_TASK STATEMENT_:
Your answer must be an exact copy of the records, minus any pictures.

_ENTRIES SUPPLIED_:

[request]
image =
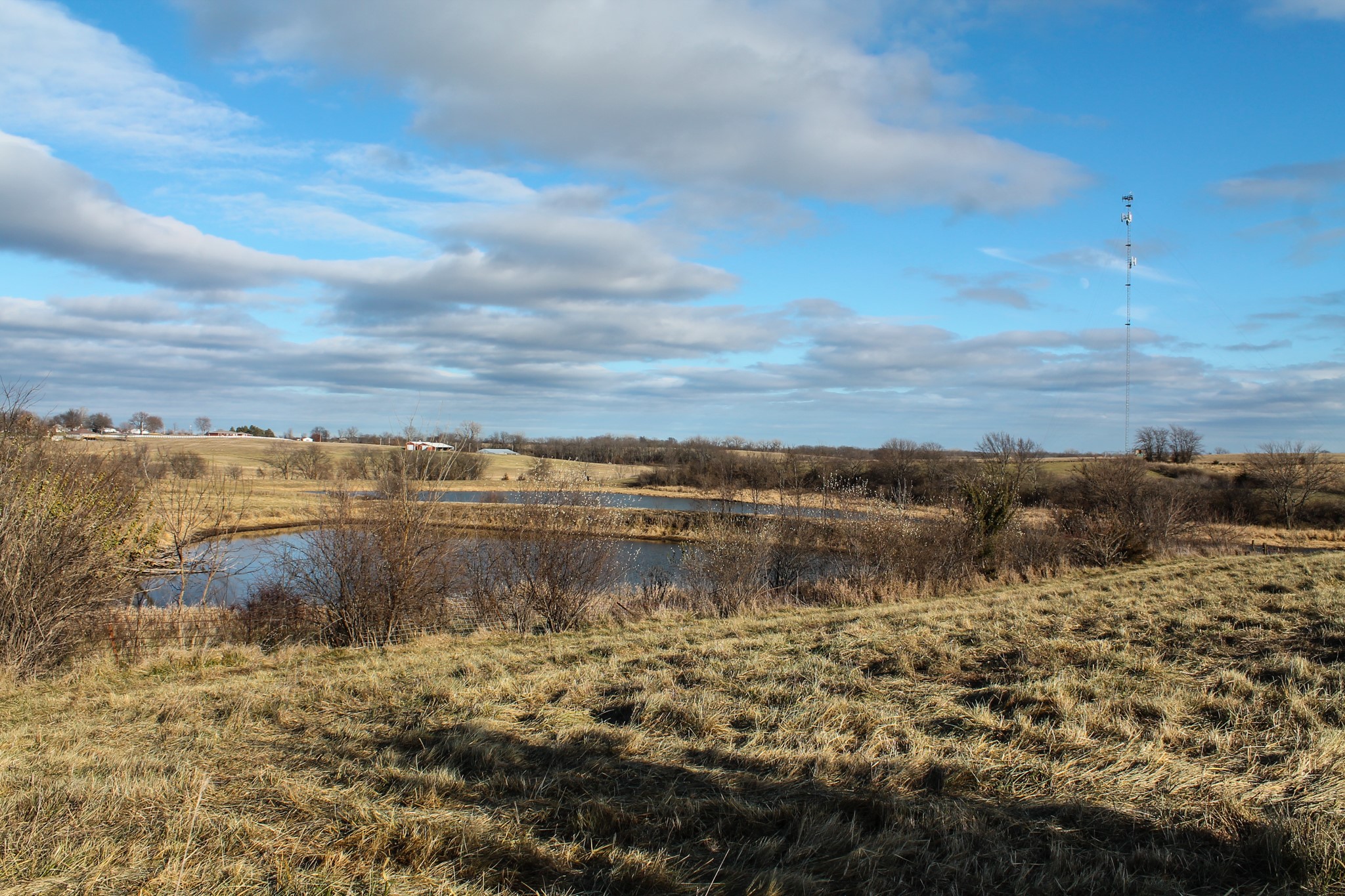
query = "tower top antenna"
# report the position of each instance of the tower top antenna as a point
(1126, 217)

_ANSWER TO THIS TASK_:
[request]
image =
query = "tower top antenna"
# report the position of each instance of the tower top antenna as a point
(1126, 217)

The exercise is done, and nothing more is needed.